======== Supplied data ========

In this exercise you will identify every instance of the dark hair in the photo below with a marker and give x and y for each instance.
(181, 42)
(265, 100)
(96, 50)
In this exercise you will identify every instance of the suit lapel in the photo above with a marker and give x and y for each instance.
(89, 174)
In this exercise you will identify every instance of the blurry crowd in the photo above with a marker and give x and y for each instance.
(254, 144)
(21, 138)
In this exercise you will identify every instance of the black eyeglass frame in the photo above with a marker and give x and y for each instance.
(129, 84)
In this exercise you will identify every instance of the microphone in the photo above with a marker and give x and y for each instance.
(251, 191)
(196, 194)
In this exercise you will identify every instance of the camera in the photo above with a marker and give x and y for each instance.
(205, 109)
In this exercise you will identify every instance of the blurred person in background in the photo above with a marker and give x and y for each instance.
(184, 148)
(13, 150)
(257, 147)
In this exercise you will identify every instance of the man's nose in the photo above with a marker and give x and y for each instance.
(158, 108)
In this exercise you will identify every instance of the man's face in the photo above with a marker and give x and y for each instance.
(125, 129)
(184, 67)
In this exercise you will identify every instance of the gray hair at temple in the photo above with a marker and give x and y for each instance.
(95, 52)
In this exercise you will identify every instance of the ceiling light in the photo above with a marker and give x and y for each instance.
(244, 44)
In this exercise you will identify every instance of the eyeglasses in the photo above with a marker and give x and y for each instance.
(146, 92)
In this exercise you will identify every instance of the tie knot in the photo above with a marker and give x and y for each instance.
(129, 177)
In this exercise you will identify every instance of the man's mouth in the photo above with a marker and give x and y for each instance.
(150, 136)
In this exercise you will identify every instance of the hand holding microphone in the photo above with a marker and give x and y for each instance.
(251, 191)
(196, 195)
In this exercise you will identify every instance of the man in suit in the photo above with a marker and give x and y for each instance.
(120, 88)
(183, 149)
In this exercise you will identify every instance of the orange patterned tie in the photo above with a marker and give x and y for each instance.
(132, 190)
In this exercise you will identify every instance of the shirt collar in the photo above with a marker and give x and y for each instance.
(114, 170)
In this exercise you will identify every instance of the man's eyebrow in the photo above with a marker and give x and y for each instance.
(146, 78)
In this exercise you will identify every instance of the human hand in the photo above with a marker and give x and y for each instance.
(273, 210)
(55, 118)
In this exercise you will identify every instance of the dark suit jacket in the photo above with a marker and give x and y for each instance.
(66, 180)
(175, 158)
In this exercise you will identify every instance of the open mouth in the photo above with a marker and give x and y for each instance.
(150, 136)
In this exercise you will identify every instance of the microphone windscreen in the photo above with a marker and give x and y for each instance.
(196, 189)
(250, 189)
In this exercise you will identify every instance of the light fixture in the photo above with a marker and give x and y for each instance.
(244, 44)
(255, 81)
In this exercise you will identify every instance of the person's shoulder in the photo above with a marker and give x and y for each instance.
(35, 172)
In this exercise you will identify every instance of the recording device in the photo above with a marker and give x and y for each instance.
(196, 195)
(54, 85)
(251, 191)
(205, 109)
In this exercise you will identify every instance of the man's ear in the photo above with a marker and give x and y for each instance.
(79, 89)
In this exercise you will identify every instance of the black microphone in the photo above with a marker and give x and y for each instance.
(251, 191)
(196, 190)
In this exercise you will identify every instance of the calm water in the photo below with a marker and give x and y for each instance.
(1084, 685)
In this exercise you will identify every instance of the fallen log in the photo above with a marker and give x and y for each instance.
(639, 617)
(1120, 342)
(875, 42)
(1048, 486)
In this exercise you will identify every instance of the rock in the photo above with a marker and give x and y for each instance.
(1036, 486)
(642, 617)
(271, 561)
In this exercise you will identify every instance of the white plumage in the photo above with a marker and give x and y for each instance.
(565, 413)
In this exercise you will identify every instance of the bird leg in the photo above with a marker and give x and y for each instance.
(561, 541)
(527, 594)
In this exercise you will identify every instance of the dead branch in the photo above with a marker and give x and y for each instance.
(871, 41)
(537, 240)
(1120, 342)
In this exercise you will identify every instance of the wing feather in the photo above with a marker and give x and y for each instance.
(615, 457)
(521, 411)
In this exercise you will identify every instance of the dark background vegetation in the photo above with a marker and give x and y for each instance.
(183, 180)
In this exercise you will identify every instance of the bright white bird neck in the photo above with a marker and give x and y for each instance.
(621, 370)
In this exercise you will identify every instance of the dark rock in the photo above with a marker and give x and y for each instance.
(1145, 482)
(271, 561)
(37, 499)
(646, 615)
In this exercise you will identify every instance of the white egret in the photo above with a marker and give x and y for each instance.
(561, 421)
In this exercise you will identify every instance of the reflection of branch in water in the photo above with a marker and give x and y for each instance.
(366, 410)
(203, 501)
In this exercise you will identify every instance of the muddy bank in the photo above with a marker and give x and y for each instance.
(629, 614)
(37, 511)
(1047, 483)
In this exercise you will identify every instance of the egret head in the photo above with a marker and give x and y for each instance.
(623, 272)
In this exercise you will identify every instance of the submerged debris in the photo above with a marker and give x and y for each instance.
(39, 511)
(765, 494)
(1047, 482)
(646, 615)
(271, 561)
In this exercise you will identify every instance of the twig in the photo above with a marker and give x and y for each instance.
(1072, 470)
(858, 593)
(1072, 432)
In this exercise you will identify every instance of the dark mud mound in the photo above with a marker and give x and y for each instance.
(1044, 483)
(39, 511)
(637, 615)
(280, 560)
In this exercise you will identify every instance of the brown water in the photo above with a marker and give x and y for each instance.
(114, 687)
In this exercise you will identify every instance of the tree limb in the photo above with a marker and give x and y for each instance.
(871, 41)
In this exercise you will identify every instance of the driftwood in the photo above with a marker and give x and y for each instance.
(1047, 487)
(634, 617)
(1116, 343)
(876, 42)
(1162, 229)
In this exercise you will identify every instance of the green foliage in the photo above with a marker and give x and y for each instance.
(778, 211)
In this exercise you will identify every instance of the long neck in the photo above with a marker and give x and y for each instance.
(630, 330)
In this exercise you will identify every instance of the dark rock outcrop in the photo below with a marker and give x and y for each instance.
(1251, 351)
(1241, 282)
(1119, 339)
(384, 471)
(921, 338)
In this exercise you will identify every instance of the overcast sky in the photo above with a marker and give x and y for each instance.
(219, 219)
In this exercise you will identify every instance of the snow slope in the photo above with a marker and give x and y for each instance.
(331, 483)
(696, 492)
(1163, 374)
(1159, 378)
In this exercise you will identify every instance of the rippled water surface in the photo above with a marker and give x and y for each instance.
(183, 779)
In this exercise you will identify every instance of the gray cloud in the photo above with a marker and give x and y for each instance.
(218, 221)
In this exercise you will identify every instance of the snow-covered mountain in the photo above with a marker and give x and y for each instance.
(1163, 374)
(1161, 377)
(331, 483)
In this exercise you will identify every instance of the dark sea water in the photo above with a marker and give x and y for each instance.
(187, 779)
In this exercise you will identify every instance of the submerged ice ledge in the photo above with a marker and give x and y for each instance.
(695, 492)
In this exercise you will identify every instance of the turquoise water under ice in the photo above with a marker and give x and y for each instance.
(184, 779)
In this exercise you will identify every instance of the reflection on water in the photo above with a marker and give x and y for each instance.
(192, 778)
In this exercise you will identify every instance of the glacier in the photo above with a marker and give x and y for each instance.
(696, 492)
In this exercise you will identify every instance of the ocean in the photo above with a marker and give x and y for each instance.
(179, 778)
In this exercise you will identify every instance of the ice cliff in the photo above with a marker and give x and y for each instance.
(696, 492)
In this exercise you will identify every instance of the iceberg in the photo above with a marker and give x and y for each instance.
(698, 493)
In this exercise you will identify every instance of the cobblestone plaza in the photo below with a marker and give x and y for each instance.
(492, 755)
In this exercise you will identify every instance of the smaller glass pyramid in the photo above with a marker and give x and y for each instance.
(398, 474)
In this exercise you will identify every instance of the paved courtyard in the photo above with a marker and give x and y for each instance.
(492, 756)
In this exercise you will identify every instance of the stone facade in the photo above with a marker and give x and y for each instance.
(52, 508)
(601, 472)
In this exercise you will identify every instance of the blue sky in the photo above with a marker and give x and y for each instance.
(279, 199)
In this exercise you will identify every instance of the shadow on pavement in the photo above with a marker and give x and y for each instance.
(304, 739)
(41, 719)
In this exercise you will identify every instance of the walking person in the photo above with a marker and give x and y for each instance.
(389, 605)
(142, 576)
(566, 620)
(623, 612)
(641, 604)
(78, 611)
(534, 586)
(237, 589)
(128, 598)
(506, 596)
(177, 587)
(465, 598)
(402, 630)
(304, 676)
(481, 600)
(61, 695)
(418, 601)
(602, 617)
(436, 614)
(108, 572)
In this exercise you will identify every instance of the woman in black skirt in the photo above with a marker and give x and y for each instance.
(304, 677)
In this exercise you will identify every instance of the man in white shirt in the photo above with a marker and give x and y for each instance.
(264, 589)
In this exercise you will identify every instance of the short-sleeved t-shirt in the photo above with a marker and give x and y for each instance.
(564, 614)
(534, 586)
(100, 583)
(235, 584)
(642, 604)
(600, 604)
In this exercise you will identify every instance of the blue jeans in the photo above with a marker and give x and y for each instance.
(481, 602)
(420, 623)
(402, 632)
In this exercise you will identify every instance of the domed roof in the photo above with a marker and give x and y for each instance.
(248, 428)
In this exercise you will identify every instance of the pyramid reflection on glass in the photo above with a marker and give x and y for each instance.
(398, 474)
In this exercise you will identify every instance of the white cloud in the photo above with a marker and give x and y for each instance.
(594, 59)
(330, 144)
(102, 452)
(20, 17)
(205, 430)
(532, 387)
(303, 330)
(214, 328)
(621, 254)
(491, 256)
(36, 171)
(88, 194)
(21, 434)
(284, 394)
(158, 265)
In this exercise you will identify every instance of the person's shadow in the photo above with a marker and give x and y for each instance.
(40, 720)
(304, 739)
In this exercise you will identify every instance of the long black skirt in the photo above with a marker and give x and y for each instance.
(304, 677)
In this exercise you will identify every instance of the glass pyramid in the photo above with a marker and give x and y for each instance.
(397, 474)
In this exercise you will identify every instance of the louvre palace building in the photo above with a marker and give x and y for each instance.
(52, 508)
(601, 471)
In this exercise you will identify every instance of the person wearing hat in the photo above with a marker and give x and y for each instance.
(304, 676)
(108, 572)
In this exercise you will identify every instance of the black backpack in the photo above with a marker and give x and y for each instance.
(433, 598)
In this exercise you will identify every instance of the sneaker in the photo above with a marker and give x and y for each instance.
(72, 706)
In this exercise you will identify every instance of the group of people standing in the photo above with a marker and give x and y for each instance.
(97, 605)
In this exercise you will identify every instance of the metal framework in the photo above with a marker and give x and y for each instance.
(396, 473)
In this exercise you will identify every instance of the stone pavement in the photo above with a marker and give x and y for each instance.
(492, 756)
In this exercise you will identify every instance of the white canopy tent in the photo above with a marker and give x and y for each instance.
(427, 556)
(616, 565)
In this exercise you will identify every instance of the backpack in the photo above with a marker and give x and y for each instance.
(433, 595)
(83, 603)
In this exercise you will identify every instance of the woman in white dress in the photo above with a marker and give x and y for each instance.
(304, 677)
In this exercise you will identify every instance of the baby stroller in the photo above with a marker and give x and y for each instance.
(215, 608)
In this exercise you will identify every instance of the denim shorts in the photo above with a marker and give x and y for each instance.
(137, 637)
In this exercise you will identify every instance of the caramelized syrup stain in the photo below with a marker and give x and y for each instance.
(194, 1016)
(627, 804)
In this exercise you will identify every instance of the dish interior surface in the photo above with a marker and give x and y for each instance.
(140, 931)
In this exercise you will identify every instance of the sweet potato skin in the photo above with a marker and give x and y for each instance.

========

Task statement. Rewrite the stretch of material from the line that contains "the submerged debris" through the line that contains "(1072, 432)", both ends included, with the request lines unchanged. Multiply every x and y coordinate in the answers by 1.3, and round each result to a whole number, with halves rounding up.

Answer to this problem.
In this exercise you will identify every instance of the submerged debris in the photo above with a marker and give x and y for each instance.
(51, 664)
(995, 642)
(1361, 627)
(840, 800)
(352, 729)
In this exercise you will identify every instance of the twig in the photo above with a marker and give x and y for each instance.
(1394, 611)
(1115, 771)
(1394, 562)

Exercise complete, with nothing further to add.